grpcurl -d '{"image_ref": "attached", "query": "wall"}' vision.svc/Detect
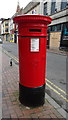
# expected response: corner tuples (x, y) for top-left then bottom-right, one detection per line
(24, 3), (40, 15)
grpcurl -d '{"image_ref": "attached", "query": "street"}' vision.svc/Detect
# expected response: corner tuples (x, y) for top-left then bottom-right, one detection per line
(46, 52), (67, 112)
(2, 41), (67, 112)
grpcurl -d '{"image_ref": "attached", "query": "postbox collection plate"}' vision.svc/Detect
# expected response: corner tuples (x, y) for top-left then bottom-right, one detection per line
(30, 38), (39, 52)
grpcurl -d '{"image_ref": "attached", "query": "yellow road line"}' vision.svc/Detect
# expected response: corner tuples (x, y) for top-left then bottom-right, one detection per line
(46, 79), (67, 96)
(46, 83), (68, 102)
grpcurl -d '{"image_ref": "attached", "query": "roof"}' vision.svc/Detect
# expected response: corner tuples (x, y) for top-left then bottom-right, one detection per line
(1, 18), (10, 23)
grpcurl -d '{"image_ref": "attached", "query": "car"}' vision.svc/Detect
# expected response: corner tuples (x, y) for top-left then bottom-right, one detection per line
(0, 38), (3, 44)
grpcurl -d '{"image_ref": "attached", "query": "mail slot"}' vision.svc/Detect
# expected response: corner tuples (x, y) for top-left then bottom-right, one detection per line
(29, 29), (41, 32)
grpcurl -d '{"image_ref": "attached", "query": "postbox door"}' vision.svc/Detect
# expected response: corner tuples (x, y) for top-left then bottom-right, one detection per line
(18, 36), (47, 88)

EXERCISE:
When a line holds the string "postbox", pull it out of the listing.

ANSWER SECTION:
grpcurl -d '{"image_ref": "attached", "query": "postbox collection plate"}' vision.svc/Detect
grpcurl -d '{"image_ref": "attached", "query": "postbox door"}' vision.svc/Detect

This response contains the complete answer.